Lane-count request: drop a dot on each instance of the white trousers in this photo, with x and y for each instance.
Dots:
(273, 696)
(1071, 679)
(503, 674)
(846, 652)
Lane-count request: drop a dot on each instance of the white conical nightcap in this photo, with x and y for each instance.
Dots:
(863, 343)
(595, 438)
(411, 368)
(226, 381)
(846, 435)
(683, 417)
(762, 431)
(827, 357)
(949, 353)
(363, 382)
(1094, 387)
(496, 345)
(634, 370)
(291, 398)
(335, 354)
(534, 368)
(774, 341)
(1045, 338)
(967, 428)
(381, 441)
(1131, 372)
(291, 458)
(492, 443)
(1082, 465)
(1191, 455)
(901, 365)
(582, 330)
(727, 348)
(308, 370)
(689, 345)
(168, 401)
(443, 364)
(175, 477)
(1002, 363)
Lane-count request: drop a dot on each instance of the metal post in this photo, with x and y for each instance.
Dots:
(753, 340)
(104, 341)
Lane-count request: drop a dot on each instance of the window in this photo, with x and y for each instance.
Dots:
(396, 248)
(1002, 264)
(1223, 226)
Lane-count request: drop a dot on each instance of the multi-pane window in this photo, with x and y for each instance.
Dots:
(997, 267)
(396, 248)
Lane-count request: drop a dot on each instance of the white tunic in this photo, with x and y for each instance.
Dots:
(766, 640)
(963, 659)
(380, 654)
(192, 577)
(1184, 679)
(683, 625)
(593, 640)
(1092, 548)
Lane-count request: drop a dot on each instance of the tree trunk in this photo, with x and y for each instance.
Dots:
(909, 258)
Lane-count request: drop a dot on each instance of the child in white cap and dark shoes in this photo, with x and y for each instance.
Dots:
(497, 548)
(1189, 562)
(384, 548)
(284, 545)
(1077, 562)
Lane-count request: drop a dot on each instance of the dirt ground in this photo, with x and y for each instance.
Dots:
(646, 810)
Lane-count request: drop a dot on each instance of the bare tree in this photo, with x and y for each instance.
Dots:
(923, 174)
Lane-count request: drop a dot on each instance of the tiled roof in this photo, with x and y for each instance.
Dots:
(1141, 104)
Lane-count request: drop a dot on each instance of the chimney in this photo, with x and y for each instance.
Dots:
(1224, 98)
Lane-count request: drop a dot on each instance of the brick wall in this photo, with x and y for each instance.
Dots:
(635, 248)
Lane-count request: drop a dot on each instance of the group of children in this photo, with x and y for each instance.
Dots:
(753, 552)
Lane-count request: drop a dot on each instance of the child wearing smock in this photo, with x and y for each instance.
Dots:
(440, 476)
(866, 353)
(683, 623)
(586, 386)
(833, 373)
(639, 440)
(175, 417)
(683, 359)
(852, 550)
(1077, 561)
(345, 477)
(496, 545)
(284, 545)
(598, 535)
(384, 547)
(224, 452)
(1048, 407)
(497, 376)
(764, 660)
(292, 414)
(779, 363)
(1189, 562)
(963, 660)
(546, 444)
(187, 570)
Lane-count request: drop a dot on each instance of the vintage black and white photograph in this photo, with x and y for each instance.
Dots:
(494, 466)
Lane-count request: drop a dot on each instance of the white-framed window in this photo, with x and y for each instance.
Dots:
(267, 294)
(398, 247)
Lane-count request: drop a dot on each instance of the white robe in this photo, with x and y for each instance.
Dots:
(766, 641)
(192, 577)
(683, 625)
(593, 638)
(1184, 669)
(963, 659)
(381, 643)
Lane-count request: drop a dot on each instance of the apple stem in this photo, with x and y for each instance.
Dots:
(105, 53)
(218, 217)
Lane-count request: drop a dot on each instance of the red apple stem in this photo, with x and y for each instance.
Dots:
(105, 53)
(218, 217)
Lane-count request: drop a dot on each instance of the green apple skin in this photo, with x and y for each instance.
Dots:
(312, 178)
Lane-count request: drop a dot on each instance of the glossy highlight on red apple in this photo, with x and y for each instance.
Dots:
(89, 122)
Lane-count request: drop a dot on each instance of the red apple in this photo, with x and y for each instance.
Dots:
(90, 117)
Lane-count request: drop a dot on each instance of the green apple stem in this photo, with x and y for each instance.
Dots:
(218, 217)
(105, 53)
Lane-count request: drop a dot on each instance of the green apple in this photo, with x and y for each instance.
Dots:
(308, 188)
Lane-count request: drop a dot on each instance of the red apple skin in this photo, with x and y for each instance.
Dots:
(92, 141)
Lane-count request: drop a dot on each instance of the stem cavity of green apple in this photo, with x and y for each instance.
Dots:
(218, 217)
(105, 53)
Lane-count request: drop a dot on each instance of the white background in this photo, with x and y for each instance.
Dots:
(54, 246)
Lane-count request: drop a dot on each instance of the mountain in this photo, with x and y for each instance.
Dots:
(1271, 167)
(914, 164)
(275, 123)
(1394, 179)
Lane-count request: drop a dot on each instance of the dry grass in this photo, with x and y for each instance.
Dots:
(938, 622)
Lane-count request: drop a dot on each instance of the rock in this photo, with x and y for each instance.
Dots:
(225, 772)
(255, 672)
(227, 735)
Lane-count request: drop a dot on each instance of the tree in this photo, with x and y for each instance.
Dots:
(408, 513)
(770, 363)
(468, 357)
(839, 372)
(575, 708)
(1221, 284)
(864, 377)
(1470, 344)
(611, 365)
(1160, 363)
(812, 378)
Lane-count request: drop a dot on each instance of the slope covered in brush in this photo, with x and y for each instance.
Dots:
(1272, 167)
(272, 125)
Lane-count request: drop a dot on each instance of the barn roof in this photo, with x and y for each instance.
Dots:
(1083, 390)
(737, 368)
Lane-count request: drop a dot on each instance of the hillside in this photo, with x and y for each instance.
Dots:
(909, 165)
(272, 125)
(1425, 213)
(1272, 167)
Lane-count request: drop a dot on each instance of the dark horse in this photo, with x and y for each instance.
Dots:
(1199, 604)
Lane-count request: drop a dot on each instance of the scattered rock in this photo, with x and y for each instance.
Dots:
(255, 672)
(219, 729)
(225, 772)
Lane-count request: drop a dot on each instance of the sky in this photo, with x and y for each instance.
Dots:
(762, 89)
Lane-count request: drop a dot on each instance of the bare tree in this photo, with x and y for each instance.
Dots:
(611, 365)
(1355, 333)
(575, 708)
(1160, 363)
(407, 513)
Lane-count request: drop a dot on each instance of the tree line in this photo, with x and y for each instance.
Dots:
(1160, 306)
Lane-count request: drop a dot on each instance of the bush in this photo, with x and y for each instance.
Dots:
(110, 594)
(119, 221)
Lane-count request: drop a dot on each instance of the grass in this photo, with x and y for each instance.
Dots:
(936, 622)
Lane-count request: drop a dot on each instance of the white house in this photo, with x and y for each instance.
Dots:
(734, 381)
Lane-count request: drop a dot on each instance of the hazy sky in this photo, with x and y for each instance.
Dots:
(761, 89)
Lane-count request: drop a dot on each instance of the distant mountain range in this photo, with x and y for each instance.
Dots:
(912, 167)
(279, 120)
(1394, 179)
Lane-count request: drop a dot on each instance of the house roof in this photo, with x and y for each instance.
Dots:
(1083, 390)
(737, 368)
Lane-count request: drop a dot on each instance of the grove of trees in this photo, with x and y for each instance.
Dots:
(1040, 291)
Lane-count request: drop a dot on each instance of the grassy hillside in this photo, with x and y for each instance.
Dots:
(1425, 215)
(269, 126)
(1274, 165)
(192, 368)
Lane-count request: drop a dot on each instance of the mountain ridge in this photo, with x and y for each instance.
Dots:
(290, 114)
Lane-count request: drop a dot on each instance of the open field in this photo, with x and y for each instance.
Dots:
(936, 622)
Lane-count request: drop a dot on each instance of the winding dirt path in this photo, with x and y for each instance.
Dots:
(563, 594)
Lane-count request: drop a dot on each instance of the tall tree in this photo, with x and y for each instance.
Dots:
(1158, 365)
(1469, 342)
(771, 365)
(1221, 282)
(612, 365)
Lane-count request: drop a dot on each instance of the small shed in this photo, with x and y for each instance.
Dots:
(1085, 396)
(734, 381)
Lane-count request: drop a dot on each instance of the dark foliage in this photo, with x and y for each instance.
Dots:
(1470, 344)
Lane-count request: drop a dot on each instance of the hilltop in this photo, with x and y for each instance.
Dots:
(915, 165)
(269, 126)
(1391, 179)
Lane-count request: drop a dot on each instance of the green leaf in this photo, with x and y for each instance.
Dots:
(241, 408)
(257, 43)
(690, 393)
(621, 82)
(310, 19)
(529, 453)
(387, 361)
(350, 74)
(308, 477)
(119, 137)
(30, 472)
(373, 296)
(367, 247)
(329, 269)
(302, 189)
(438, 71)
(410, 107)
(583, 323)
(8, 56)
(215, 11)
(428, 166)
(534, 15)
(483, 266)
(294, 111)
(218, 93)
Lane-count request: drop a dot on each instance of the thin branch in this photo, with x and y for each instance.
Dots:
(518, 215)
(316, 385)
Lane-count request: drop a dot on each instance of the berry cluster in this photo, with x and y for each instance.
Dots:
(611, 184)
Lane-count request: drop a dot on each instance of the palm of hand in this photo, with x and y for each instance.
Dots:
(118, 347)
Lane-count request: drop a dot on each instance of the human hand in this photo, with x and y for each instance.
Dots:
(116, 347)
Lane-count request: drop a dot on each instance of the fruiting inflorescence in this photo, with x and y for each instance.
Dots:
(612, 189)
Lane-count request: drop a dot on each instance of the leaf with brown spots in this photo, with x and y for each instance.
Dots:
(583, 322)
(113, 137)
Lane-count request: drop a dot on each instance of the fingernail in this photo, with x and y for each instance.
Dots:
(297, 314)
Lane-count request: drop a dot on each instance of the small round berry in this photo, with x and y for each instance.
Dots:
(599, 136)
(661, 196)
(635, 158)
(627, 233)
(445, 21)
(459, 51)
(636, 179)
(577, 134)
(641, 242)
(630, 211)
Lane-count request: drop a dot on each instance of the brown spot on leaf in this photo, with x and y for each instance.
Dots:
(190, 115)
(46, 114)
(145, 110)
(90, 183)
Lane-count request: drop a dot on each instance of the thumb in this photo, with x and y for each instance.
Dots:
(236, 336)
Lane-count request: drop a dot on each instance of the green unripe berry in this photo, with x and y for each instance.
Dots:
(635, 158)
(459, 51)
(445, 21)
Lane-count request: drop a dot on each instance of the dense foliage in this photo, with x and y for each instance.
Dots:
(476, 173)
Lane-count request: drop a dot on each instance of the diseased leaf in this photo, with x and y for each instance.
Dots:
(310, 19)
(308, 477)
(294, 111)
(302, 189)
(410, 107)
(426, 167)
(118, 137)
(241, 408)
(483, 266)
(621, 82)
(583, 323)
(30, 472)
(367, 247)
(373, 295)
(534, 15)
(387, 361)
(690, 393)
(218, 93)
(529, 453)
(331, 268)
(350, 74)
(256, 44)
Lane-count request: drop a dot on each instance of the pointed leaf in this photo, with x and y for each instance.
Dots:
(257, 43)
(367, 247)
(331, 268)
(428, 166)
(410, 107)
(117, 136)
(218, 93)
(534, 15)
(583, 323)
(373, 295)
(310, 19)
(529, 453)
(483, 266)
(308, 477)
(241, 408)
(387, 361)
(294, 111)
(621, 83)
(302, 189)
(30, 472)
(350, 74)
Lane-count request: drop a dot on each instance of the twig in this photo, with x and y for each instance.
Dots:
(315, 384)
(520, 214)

★ ★ ★ ★ ★

DIRECTIONS FOR THIS TASK - Reproduce each line of the material that mentions "hillside".

REPLY TO THE TASK -
Lane-count request: drop a dot on each instance of the hillside in this photo, with x and y for each instance.
Lane-count request: drop a dot on each instance of the grassy hillside in this photo, with x and y for each instance.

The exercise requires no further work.